● **Required work**:
• 1. In the article on the chess federation president, when will UBS close FIDE's accounts?
• 2. Please return the part of the article on the chess federation president that opens with the words containing "After a session" and closes with "the board said.".

The eccentric Russian president of the world chess federation will not step down despite calls from his colleagues, who say the US sanctions against him have cut the organisation off from financing.
Kirsan Ilyumzhinov, a multimillionaire ally of Vladimir Putin who has visited dictators like Bashar al-Assad and claims to have once been abducted by aliens, told The Telegraph he would not resign and would in fact seek re-election in October’s vote. He has been in office since 1995.
“I’m normal, I’m physically healthy, I feel strong. My goal is for a billion people to play chess, so I will run for president of FIDE,” he said, referring to the organisation by its common French acronym.
After a session on Sunday in Belarus, the FIDE presidential board said it was referring Mr Ilyumzhinov to the ethics commission for “spreading lies and defamatory statements” and that he should resign immediately.
UBS will close FIDE’s accounts on April 30, and other banks have refused to take on the chess body as a client as long as its president is under US sanctions, the board said.
The United States sanctioned Mr Ilyumzhinov along with his Russian Financial Alliance Bank in 2015 for “materially assisting and acting for or on behalf of the Government of Syria”.
Mr Ilyumzhinov said he had missed the FIDE meeting because of a regular medical procedure. He argued, however, that the group had not “seen any problems with financing or lack of sponsors” while holding events like world championship between Magnus Carlsen and Sergey Karjakin in November 2016, which he was unable to attend.

● **Dataset records**:
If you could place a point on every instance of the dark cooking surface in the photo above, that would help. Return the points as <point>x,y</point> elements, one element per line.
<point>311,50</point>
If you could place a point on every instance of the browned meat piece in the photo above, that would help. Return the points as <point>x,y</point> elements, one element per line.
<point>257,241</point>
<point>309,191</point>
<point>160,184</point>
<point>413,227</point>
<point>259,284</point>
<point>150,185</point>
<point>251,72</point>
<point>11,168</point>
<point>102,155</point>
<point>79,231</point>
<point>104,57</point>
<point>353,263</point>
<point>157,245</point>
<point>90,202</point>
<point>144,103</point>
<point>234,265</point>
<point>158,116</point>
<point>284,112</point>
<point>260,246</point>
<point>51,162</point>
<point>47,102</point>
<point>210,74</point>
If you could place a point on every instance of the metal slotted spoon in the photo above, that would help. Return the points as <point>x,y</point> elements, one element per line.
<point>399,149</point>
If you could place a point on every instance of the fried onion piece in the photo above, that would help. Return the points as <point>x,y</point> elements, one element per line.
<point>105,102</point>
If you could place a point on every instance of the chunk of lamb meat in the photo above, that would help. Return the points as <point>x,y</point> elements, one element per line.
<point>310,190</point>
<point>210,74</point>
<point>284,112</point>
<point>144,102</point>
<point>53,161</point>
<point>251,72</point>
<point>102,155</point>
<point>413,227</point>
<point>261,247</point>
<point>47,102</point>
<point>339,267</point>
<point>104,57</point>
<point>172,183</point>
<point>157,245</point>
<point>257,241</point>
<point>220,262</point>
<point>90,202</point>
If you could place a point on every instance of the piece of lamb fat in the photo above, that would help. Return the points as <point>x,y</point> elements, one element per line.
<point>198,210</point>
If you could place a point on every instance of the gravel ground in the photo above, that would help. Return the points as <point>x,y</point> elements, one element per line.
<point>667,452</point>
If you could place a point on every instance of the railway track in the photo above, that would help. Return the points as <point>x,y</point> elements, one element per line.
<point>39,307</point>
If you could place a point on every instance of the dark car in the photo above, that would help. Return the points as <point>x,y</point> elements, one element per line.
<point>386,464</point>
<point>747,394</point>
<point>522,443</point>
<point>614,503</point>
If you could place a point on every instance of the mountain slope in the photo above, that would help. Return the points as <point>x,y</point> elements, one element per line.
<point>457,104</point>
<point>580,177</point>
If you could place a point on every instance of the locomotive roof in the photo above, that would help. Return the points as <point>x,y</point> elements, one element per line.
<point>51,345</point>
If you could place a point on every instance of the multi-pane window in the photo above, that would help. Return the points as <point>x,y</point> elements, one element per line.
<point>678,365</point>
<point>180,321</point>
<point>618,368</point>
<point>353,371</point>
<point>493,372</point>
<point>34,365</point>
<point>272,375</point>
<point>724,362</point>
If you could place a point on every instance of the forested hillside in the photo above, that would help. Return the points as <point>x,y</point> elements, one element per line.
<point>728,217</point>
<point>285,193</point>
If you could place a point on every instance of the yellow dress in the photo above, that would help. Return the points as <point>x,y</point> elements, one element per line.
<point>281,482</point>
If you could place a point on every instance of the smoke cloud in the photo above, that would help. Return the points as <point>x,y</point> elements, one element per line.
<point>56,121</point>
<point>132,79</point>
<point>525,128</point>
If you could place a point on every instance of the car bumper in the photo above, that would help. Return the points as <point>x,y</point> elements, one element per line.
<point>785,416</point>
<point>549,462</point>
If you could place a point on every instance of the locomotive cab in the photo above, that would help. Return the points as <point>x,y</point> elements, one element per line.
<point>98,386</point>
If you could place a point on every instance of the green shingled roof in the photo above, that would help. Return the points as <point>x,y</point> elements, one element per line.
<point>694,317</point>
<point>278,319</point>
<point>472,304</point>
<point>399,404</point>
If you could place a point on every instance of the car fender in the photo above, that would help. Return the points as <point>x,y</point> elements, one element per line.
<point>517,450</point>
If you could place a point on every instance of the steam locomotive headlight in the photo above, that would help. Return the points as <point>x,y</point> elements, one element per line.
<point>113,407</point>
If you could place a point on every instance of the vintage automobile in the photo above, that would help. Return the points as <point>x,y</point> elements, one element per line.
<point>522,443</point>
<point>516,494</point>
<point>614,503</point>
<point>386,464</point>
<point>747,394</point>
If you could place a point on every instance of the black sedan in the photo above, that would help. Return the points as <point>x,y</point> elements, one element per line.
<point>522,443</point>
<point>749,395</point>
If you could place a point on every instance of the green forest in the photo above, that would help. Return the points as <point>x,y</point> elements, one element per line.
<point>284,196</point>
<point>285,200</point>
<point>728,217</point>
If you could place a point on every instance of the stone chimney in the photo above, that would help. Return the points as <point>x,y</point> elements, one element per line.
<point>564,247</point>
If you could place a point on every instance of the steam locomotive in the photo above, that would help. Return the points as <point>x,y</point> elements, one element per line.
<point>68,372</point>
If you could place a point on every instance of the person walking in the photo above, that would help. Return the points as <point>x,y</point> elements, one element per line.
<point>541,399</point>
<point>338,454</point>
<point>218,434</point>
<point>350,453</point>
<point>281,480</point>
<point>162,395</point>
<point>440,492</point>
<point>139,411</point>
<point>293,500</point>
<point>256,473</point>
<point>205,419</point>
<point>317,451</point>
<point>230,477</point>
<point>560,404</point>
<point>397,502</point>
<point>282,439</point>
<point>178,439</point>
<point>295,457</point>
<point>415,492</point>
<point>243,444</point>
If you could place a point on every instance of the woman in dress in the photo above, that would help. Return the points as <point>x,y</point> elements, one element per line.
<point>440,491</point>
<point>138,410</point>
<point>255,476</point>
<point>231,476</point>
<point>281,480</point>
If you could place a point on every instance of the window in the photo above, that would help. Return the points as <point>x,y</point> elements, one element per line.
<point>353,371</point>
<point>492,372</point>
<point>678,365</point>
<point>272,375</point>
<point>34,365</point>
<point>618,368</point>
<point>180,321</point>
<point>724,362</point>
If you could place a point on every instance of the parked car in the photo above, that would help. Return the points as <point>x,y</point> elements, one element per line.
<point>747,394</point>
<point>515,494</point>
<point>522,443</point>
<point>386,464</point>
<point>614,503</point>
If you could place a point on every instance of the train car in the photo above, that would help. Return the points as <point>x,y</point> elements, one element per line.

● **Responses for each task**:
• 1. On April 30.

• 2.
After a session on Sunday in Belarus, the FIDE presidential board said it was referring Mr Ilyumzhinov to the ethics commission for “spreading lies and defamatory statements” and that he should resign immediately.
UBS will close FIDE’s accounts on April 30, and other banks have refused to take on the chess body as a client as long as its president is under US sanctions, the board said.